Thursday, 4 June 2015

It may be legal, but is it wise?

This photo' has been going the rounds.  It is, of course, "over the top" - such is the case in all profound and wry humour.

But maybe it is not far from the truth.
As one of my English nephews asked recently  "why are Americans so obsessed with guns"
It's all rooted in our Constitution.  ( much of the following,   in bold purple) is taken from a Wikipedia article).
The right to keep and bear arms is a fundamental right that is codified in the Second Amendment of the Bill of Rights in the Constitution of the United States of America and in the state constitutions of forty-four States. The text of the United States Constitutional amendment reads:
A well regulated militia, being necessary to the security of a free state, the right of the people to keep and bear arms, shall not be infringed.

The big Constitutional question (as addressed at various times by the United States Supreme Court) is framed thus:  "is the governing clause " A well regulated militia", or is it  "the right of the people to keep and bear arms".

In the twenty-first century, the amendment has been subjected to renewed academic inquiry and judicial interest.[11] In District of Columbia v. Heller (2008), the Supreme Court handed down a landmark decision, expressly holding the amendment to protect an individual right to possess and carry firearms;  thus asserting that "the right of the people to bear arms"  is the governing clause.

◆ Exercises to complete:
#1 According to the blog post on American gun rights, how many state constitutions codify the right to keep and bear arms?
#2 Write the next part of the blog post on American gun rights, continuing from its final sentence.

◆ Supplied information:
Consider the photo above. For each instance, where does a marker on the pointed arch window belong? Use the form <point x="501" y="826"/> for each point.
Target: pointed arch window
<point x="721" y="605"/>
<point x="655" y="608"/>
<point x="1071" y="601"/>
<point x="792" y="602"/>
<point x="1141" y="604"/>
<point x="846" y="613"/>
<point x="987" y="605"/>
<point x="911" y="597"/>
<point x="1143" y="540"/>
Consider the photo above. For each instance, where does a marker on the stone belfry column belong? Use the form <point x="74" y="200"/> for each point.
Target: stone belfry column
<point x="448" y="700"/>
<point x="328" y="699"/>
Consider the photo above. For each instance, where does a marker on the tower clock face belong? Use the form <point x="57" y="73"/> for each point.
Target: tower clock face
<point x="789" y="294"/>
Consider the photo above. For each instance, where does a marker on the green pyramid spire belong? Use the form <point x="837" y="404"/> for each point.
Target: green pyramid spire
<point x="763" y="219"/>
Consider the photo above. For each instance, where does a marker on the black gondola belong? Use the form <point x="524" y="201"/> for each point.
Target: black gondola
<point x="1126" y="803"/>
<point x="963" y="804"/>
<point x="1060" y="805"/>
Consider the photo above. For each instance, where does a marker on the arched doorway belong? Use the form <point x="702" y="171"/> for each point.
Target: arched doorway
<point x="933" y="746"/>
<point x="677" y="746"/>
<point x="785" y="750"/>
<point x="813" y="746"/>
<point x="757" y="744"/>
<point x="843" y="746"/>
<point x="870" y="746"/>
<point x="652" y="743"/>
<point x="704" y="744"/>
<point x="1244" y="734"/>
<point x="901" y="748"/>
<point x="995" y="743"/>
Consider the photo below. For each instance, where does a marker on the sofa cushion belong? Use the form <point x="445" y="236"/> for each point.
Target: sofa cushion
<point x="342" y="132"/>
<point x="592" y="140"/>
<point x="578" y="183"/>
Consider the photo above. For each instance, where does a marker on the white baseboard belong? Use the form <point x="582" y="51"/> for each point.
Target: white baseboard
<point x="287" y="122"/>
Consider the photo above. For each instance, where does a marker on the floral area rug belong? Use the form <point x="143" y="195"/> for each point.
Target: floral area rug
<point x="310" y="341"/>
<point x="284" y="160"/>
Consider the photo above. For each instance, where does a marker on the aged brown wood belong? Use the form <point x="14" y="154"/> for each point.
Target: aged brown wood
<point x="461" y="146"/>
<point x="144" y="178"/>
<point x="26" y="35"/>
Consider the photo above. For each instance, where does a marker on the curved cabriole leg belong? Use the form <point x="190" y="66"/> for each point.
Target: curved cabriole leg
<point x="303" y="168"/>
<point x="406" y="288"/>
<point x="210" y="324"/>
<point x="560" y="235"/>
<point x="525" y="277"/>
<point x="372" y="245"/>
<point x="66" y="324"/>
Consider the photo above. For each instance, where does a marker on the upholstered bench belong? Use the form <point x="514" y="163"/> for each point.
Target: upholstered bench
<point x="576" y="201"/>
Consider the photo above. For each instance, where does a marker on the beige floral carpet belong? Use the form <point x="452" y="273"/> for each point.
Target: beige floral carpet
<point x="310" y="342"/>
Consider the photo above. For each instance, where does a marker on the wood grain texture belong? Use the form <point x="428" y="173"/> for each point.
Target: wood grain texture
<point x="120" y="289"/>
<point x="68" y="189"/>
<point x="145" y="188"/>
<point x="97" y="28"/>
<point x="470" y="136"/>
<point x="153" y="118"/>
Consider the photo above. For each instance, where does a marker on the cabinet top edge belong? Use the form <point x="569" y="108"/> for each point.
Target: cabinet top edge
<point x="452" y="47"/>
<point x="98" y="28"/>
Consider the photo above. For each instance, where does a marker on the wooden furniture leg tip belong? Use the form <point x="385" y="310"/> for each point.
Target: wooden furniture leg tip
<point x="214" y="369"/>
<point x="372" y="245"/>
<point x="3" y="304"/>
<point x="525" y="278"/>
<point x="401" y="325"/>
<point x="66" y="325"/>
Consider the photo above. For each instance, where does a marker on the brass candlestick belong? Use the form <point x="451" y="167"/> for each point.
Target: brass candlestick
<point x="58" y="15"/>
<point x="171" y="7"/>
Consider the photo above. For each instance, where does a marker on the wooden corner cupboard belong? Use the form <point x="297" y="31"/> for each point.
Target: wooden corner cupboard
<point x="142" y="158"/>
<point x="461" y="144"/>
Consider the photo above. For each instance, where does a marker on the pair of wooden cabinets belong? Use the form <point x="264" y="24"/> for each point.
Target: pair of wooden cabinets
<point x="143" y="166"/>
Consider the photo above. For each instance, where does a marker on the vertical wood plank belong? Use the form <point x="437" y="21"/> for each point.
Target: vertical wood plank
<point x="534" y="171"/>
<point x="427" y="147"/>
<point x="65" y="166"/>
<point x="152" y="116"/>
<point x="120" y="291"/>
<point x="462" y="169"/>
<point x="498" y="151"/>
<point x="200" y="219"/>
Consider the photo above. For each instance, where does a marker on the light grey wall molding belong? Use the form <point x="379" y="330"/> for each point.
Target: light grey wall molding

◆ Exercise responses:
#1 Forty-four.

#2
But that right is not absolute.    The arch-conservative Supreme Court Judge Antonin Scalia added this:

He said:
Like most rights, the right secured by the Second Amendment is not unlimited....Although we do not undertake an exhaustive historical analysis today of the full scope of the Second Amendment, nothing in our opinion should be taken to cast doubt on longstanding prohibitions on the possession of firearms by felons and the mentally ill, or laws forbidding the carrying of firearms in sensitive places such as schools and government buildings, or laws imposing conditions and qualifications on the commercial sale of arms.


In the meantime an resident of Atlanta, GA. asserted his rights under the Second Amendment, by carrying an assault rifle  (not just a simple rifle) into Atlanta's Airport.  He did so to assert his legal rights.


He is  expressing his legal rights. The law seems to be  in his camp.   BUT  "legal rights"  are not necessarily synonymous with the human right to feel safe in pubic places.  Carrying this assault rifle in a public place does not ensure his legal rights.  The Law of the Land, as defined by the Supreme Court does that.

His rights are secured by the Second Amendment, not by carrying an assault rifle in an airport.

Let us hope that Supreme Court Justice Antonin Scalia's caveat regarding the  bearing of arms ( laws forbidding the carrying of firearms in sensitive places such as schools and government buildings,) can be applied to privately owned, but publicly accessible spaces such as Atlanta's Airport.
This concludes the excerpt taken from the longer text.